>>>>
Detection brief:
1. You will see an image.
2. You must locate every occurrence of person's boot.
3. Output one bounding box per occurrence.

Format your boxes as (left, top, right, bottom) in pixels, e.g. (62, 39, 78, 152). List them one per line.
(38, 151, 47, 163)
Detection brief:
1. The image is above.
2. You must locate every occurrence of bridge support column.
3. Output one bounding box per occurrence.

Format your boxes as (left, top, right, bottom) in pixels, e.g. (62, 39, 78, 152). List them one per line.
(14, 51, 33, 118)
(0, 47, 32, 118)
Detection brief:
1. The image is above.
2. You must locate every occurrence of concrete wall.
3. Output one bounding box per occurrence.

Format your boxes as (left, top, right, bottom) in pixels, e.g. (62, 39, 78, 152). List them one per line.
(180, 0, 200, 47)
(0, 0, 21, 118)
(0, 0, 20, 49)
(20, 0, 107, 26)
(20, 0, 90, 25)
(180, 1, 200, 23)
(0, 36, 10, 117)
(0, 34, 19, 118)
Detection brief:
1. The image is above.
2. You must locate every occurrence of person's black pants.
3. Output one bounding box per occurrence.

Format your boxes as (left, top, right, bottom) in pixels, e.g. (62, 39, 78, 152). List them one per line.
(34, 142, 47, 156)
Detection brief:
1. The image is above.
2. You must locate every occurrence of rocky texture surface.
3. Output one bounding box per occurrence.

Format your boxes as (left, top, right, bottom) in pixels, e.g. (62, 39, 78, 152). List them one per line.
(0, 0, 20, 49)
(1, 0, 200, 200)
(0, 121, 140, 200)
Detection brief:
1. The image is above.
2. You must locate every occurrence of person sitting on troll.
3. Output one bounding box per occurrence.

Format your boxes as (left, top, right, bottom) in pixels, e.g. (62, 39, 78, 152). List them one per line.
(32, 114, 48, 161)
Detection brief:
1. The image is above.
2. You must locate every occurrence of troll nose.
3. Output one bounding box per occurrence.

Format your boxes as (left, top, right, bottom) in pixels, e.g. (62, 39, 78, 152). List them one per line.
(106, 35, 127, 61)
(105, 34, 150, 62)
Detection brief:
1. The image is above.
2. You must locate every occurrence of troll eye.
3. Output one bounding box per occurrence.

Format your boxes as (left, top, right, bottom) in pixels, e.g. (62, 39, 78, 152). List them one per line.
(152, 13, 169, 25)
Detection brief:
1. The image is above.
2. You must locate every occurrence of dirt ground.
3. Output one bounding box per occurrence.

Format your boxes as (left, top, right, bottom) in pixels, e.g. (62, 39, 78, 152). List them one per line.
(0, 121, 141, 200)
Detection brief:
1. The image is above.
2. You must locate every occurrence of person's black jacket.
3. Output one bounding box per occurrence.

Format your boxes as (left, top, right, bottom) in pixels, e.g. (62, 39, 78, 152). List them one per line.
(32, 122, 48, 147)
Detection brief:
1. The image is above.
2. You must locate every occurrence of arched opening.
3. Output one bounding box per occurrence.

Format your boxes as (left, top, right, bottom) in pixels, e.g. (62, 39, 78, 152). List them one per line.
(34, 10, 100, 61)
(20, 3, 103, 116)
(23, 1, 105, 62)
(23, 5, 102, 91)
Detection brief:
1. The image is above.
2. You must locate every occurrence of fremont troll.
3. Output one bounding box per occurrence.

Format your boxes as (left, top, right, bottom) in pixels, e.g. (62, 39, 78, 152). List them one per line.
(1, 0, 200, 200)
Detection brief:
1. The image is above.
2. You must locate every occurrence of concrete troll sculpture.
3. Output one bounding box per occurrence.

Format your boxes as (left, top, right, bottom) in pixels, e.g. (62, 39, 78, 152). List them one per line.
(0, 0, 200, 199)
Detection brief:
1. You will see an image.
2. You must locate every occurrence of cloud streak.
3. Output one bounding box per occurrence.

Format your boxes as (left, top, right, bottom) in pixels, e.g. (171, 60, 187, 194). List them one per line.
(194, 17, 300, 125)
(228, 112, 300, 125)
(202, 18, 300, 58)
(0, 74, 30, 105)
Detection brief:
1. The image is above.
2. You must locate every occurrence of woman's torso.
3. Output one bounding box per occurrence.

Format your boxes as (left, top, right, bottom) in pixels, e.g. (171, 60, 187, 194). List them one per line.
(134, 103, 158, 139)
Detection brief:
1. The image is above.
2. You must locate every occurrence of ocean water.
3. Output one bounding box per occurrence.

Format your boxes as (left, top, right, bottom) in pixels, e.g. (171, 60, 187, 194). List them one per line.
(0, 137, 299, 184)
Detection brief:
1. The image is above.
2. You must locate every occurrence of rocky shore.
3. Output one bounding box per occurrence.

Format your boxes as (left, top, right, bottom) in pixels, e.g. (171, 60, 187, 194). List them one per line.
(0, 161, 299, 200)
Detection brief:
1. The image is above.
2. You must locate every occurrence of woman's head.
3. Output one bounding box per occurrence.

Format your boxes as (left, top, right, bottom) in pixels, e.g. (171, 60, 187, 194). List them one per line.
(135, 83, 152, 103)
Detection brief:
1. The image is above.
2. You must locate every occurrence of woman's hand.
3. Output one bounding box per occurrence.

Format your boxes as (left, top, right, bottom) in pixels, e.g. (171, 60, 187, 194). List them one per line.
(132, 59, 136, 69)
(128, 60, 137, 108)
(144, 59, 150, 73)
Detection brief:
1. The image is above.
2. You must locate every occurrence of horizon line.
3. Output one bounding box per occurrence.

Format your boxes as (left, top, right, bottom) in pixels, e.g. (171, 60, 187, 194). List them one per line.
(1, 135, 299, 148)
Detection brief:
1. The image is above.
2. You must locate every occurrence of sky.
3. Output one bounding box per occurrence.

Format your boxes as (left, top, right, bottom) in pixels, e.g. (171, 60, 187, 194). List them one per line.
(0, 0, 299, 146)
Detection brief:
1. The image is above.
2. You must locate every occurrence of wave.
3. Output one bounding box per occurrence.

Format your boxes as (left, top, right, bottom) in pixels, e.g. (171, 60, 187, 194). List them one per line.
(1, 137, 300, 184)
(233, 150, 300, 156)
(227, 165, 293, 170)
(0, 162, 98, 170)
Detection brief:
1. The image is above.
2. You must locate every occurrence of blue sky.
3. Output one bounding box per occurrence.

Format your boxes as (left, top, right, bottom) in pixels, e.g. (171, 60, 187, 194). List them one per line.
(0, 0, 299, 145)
<<<<
Task to carry out: What is needed is the data above, output in full and exactly as it stands.

Solution for this task:
Detection brief:
1. You will see an image.
2. You must locate every occurrence of person's boot.
3. Output one bounding box per occurrence.

Format your boxes as (left, top, right, bottom) in pixels, e.g. (62, 39, 78, 152). List them one per line.
(38, 151, 47, 163)
Detection brief:
1. The image is above.
2. You must locate every occurrence of bridge support column.
3. Output one bounding box per occurrence.

Format your boxes as (left, top, right, bottom) in pixels, e.g. (62, 39, 78, 152). List them one per line.
(14, 51, 33, 118)
(0, 47, 32, 118)
Detection brief:
1. The image is above.
2. You must locate every occurrence of concrete wall.
3. Output one bounding box per occurrence.

Format your boxes as (left, top, right, bottom) in pixels, e.g. (62, 39, 78, 152). List them one per line.
(180, 0, 200, 47)
(0, 0, 21, 118)
(0, 0, 20, 49)
(20, 0, 107, 26)
(20, 0, 90, 25)
(180, 1, 200, 23)
(0, 36, 10, 117)
(0, 34, 19, 118)
Detection brief:
1. The image is above.
2. You must locate every occurrence of person's black pants.
3. Output one bounding box per occurrence.

Format your boxes as (left, top, right, bottom) in pixels, e.g. (62, 39, 78, 152). List them one per line.
(34, 142, 47, 156)
Detection brief:
1. The image is above.
2. You must locate every occurrence of rocky texture surface.
3. Output one bounding box per occurrence.

Format your boxes as (left, top, right, bottom) in pixels, e.g. (62, 39, 78, 152). List them one per line.
(0, 0, 20, 49)
(1, 0, 200, 200)
(0, 121, 140, 200)
Detection brief:
1. The image is above.
2. You must locate every occurrence of person sitting on troll.
3. Output one bounding box per occurrence.

Format your boxes as (left, top, right, bottom) in pixels, e.g. (62, 39, 78, 152). List them one per line.
(32, 114, 48, 161)
Detection brief:
1. The image is above.
2. You must locate every occurrence of troll nose.
3. Output one bounding box per occurrence.

Format your boxes as (left, top, right, bottom) in pixels, e.g. (62, 39, 78, 152). List them one per line.
(106, 35, 127, 61)
(105, 34, 150, 62)
Detection brief:
1. The image is above.
2. You must locate every occurrence of troll eye.
3. Output one bounding box per occurrence.

Format your boxes as (left, top, right, bottom) in pixels, e.g. (62, 39, 78, 152). List them one per line.
(152, 13, 169, 25)
Detection brief:
1. The image is above.
2. You must locate every occurrence of dirt ground.
3. Output one bounding box per occurrence.

Format your boxes as (left, top, right, bottom) in pixels, e.g. (62, 39, 78, 152). List them one per line.
(0, 121, 141, 200)
Detection brief:
1. The image is above.
2. You must locate every occurrence of person's black jacket.
3. Output one bounding box per occurrence.

Format your boxes as (left, top, right, bottom) in pixels, e.g. (62, 39, 78, 152). List them one per line.
(32, 122, 48, 147)
Detection brief:
1. The image is above.
2. You must locate every occurrence of arched opening.
3. Output one bounding box per occurrence.

Format your boxes as (left, top, right, bottom) in pixels, e.g. (62, 39, 78, 152). List them one per line.
(34, 10, 100, 61)
(20, 3, 103, 116)
(23, 1, 105, 62)
(23, 5, 102, 91)
Detection brief:
1. The image is above.
2. You must locate every occurrence of fremont troll.
3. Output one bounding box per occurrence.

Format your boxes as (left, top, right, bottom) in pixels, e.g. (62, 39, 78, 152). List them one per line.
(1, 0, 200, 200)
Detection brief:
1. The image is above.
2. You must locate every occurrence of concrete troll sculpture.
3. Output one bounding box per occurrence.

Format your boxes as (left, top, right, bottom) in pixels, e.g. (62, 39, 78, 152). List them one per line.
(0, 0, 200, 199)
Detection brief:
1. You will see an image.
2. You must locate every occurrence of cloud streak.
3. Output one bounding box per occurrence.

Format your boxes as (left, top, right, bottom) in pixels, e.g. (171, 60, 187, 194). List them one per line.
(194, 17, 300, 125)
(228, 112, 300, 125)
(202, 18, 300, 58)
(0, 74, 30, 105)
Detection brief:
1. The image is above.
2. You must locate every occurrence of woman's torso.
3. Output one bounding box per occurrence.

Format your boxes as (left, top, right, bottom) in pixels, e.g. (171, 60, 187, 194). List them one per line.
(134, 103, 158, 139)
Detection brief:
1. The image is above.
2. You must locate every occurrence of ocean water.
3. Output one bounding box per occurrence.

Format your boxes as (left, top, right, bottom) in pixels, e.g. (171, 60, 187, 194). List them one per line.
(0, 137, 299, 184)
Detection brief:
1. The image is above.
2. You must locate every occurrence of rocky shore.
3. Output one bounding box per occurrence.

Format your boxes as (left, top, right, bottom) in pixels, e.g. (171, 60, 187, 194). List them one per line.
(0, 161, 299, 200)
Detection brief:
1. The image is above.
2. You must locate every occurrence of woman's head.
3. Output one bounding box per occurrence.

Format your boxes as (left, top, right, bottom) in pixels, e.g. (171, 60, 187, 194). List them one per line.
(135, 83, 152, 103)
Detection brief:
1. The image is above.
2. You must locate every occurrence of woman's hand.
3. Output one bounding box per occurrence.

Format your boxes as (left, top, right, bottom) in pixels, e.g. (171, 60, 187, 194). List them one per line.
(132, 59, 136, 69)
(128, 60, 137, 108)
(144, 59, 150, 73)
Detection brief:
1. The image is above.
2. You must locate every occurrence of horizon line.
3. Output one bounding box per occurrence.

Format your boxes as (left, top, right, bottom) in pixels, e.g. (171, 60, 187, 194). List them one per line.
(1, 135, 299, 148)
Detection brief:
1. The image is above.
2. You must locate every occurrence of sky.
3. Output one bounding box per occurrence.

Format your boxes as (left, top, right, bottom) in pixels, e.g. (171, 60, 187, 194). List them one per line.
(0, 0, 299, 146)
Detection brief:
1. The image is above.
2. You must locate every occurrence of wave.
3. Output one bounding box per occurrence.

Format your boxes as (left, top, right, bottom) in pixels, e.g. (171, 60, 187, 194). List them one per line.
(1, 137, 300, 184)
(233, 150, 300, 156)
(227, 165, 293, 170)
(0, 162, 98, 170)
Detection brief:
1. The image is above.
2. You must locate every occurrence of blue sky.
3. Output one bounding box per occurrence.

Format your boxes as (left, top, right, bottom) in pixels, e.g. (171, 60, 187, 194). List them one per line.
(0, 0, 299, 145)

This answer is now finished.